**Listed entries:**

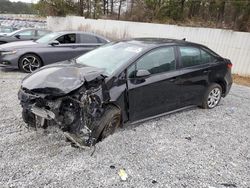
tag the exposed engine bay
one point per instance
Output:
(76, 111)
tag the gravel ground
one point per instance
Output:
(193, 148)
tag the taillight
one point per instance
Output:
(229, 65)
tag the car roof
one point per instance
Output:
(154, 42)
(82, 32)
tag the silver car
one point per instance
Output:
(53, 47)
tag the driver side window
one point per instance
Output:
(67, 39)
(157, 61)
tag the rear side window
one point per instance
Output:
(158, 61)
(206, 57)
(84, 38)
(190, 56)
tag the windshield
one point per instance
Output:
(47, 38)
(111, 56)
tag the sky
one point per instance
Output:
(26, 1)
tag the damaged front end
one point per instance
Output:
(73, 102)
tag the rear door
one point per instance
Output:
(196, 67)
(157, 93)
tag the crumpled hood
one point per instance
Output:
(60, 79)
(17, 45)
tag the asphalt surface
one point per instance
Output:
(193, 148)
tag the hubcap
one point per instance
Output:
(30, 63)
(214, 97)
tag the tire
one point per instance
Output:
(111, 119)
(29, 63)
(212, 96)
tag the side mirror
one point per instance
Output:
(142, 73)
(17, 36)
(54, 43)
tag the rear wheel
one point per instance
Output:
(212, 96)
(29, 63)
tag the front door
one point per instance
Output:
(195, 71)
(157, 92)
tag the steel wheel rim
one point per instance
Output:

**Prompt:** Using the data above, return every line that contains the string "front".

**Result of this exercise:**
tag the damaged front end
tag the front door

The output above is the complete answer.